# Esercizio
Trascriva fedelmente, dal brano sui mercati energetici, il tratto compreso tra "L’incognita, secondo gli" e "Petrolifera sul 2016.", estremi inclusi.

L’incognita, secondo gli esperti, sta nell’atteggiamento dei produttori di shale oil Usa, più che competitivi su prezzi oltre i 50 dollari. Ma la nomina di Tillerson, grande amico di Vladimir Putin, a segretario di Stato dimostra che la nuova amministrazione Usa punta a cooperare piuttosto che a competere con Mosca.
In questo clima si terrà martedì a New York l’investor day dell’Eni. Venerdì il titolo ha chiuso in pratica invariato (+0,1%). Da rilevare il tonfo di Saipem (-4,2%) dopo avere perso una maxi-commessa per il Turk Stream. A Roma ci sarà invece la presentazione del World Energy Outlook (con Calenda e i vertici di Enel Greco e Starace), il preconsuntivo dell’Unione Petrolifera sul 2016.
Non solo Usa. È prevista anche la riunione dei vertici della Banca Centrale Svizzera e della Bank of England. In entrambi i casi non è prevista alcuna variazione dei tassi. Al contrario la banca centrale del Messico aumenterà il costo del denaro per la quinta volta nel 2016 nel tentativo di frenare la caduta nei confronti del dollaro.

# Blocco dati
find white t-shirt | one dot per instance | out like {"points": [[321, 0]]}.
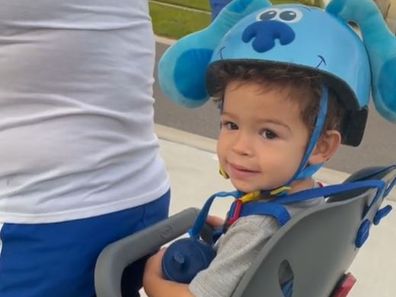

# Risposta scritta
L’incognita, secondo gli esperti, sta nell’atteggiamento dei produttori di shale oil Usa, più che competitivi su prezzi oltre i 50 dollari. Ma la nomina di Tillerson, grande amico di Vladimir Putin, a segretario di Stato dimostra che la nuova amministrazione Usa punta a cooperare piuttosto che a competere con Mosca.
In questo clima si terrà martedì a New York l’investor day dell’Eni. Venerdì il titolo ha chiuso in pratica invariato (+0,1%). Da rilevare il tonfo di Saipem (-4,2%) dopo avere perso una maxi-commessa per il Turk Stream. A Roma ci sarà invece la presentazione del World Energy Outlook (con Calenda e i vertici di Enel Greco e Starace), il preconsuntivo dell’Unione Petrolifera sul 2016.